START Entries provided

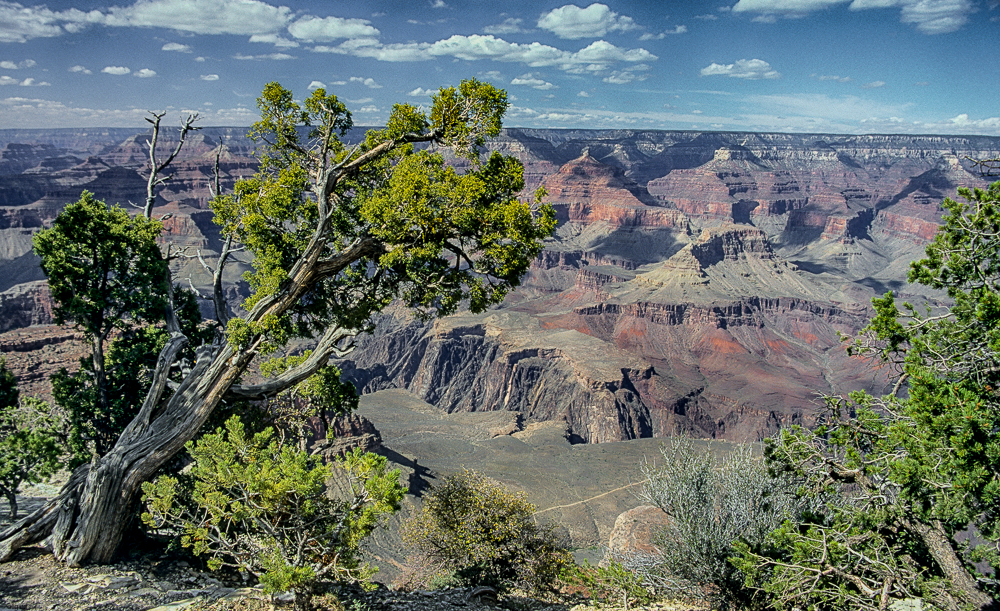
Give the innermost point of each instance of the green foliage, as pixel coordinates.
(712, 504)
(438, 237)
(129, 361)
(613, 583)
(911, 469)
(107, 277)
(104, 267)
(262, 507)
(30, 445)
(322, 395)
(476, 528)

END Entries provided
START Entries provided

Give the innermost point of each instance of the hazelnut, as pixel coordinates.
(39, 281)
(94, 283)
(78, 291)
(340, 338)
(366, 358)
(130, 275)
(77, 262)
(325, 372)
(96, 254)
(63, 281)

END Entries provided
START Entries provided

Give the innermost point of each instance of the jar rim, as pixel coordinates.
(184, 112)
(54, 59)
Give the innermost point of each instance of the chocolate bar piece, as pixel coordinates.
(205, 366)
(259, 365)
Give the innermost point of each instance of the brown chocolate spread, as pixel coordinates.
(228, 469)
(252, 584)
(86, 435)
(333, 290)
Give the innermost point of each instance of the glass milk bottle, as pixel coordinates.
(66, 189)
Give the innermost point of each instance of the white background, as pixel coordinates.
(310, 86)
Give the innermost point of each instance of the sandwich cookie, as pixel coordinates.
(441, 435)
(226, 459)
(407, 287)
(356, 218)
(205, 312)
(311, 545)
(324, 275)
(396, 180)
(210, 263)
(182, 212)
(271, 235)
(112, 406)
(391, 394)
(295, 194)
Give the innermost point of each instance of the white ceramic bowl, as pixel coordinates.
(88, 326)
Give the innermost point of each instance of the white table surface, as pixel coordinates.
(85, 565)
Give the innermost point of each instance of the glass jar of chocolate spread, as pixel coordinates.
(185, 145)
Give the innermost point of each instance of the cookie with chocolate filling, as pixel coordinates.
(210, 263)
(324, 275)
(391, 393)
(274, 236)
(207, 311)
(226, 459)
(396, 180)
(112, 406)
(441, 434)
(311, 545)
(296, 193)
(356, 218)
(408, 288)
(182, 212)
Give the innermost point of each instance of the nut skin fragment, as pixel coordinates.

END Entries provided

## How to complete this task
Restate word for word only the lines above from the line containing "background, as pixel coordinates." to the line containing "Give the innermost point of each instance of the nut", both of them included.

## Answer to the problem
Give the innermost point of each instance of the white background, as pixel coordinates.
(310, 86)
Give the innermost point of each instance of the sandwich cookie, as pixel coordinates.
(441, 435)
(226, 459)
(407, 287)
(356, 218)
(205, 312)
(311, 545)
(324, 275)
(396, 180)
(210, 263)
(182, 212)
(271, 235)
(112, 406)
(391, 394)
(295, 194)
Give the innermost point of each instance of the white ceramic bowl, as pixel coordinates.
(88, 326)
Give the innermost point of each instance of the white table surface, as pixel coordinates.
(85, 565)
Give the innermost point of each instance of the glass jar of chocolate spread, as pixel coordinates.
(185, 145)
Give the innermost point of each instance of the cookie with chocolate filling, as pixel coordinates.
(210, 263)
(324, 275)
(391, 393)
(274, 236)
(207, 311)
(226, 459)
(396, 180)
(112, 406)
(441, 434)
(311, 545)
(296, 193)
(356, 218)
(408, 288)
(182, 212)
Give the innermost point of each instance of the nut skin fragment, as pixel coordinates.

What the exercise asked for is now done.